## WRITTEN TASKS
• 1. From the radar passage, extract the portion starting at "Mr. Churchill to" and ending at "using the smoke-cloud….".
• 2. In the radar passage, how many radar stations existed between Portsmouth and Scapa Flow at the time of the final meeting of the Air Defence Research Committee?
• 3. Carry on the radar passage from the point where it stops.

The Germans were also busy, and in the spring of 1939, the
Graf Zeppelin
flew up the east coast of Britain. General Martini, Director-General of Signals in the Luftwaffe, had arranged that she carried special listening equipment to discover the existence of British radar transmissions, if any. The attempt failed, but had her listening equipment been working properly, the
Graf Zeppelin
ought certainly to have been able to carry back to Germany the information that we had radar, for our radar stations were not only operating at the time, but also detected her movements and divined her intention. The Germans would not have been surprised to hear our radar pulses, for they had developed a technically efficient radar system which was in some respects ahead of our own. What would have surprised them, however, was the extent to which we had turned our discoveries to practical effect, and woven all into our general air defence system. In this we led the world, and it was operational efficiency rather than novelty of equipment that was the British achievement.

The final meeting of the Air Defence Research Committee took place on July 11, 1939. Twenty radar stations were at that time in existence between Portsmouth and Scapa Flow, able to detect aircraft flying above ten thousand feet, with ranges varying from fifty to one hundred and twenty miles. A satisfactory anti-jamming device and a simplified method of I.F.F. were now actually in production. Flight trials were taking place with experimental sets in aircraft to try to “home” on enemy machines. The experimental sets for the location of ships from the air had proved too bulky for air-service purposes, and were passed to the Admiralty for possible use by ships.

* * * * *

I add a final note. In June, 1939, Sir Henry Tizard, at the desire of the Secretary of State, conducted me in a rather disreputable airplane to see the establishments which had been developed on the east coast. We flew around all day. I sent my impressions to the Air Minister, and I print them here because they give a glimpse of where we were in this radar field on the eve of the task.

Mr. Churchill to Sir Kingsley Wood.
… I found my visit to Martlesham and Bawdsey under Tizard’s guidance profoundly interesting, and also encouraging. It may be useful if I put down a few points which rest in my mind:
These vital R.D.F. (radio direction-finding) stations require immediate protection. We thought at first of erecting dummy duplicates and triplicates of them at little expense; but on reflection it seems to me that here is a case for using the smoke-cloud….
A weak point in this wonderful development is, of course, that when the raid crosses the coast, it leaves the R.D.F., and we become dependent upon the Observer Corps. This would seem transition from the middle of the twentieth century to the early stone age. Although I hear that good results are obtained from the Observer Corps, we must regard following the raider inland by some application of R.D.F. as most urgently needed. It will be some time before the R.D.F. stations can look back inland, and then only upon a crowded and confused air theatre….

## SUPPLIED MATERIAL
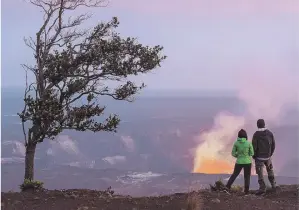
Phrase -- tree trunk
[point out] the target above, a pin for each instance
(29, 161)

## RESPONSES
• 1.
Mr. Churchill to Sir Kingsley Wood.
… I found my visit to Martlesham and Bawdsey under Tizard’s guidance profoundly interesting, and also encouraging. It may be useful if I put down a few points which rest in my mind:
These vital R.D.F. (radio direction-finding) stations require immediate protection. We thought at first of erecting dummy duplicates and triplicates of them at little expense; but on reflection it seems to me that here is a case for using the smoke-cloud….

• 2. Twenty radar stations.

• 3.
The progress in R.D.F., especially applied to range-finding, must surely be of high consequence to the Navy. It would give power to engage an enemy irrespective of visibility. How different would have been the fate of the German battle cruisers when they attacked Scarborough and Hartlepool in 1914, if we could have pierced the mist! I cannot conceive why the Admiralty are not now hot upon this trail. Tizard also pointed out the enormous value to destroyers and submarines of directing torpedoes accurately, irrespective of visibility by night or day. I should have thought this was one of the biggest things that had happened for a long time, and all for our benefit.
The method of discrimination between friend and foe is also of the highest consequence to the Navy, and should entirely supersede recognition signals with all their peril. I presume the Admiralty knows all about it.
Finally, let me congratulate you upon the progress that has been made. We are on the threshold of immense securities for our island. Unfortunately, we want to go farther than the threshold, and time is short.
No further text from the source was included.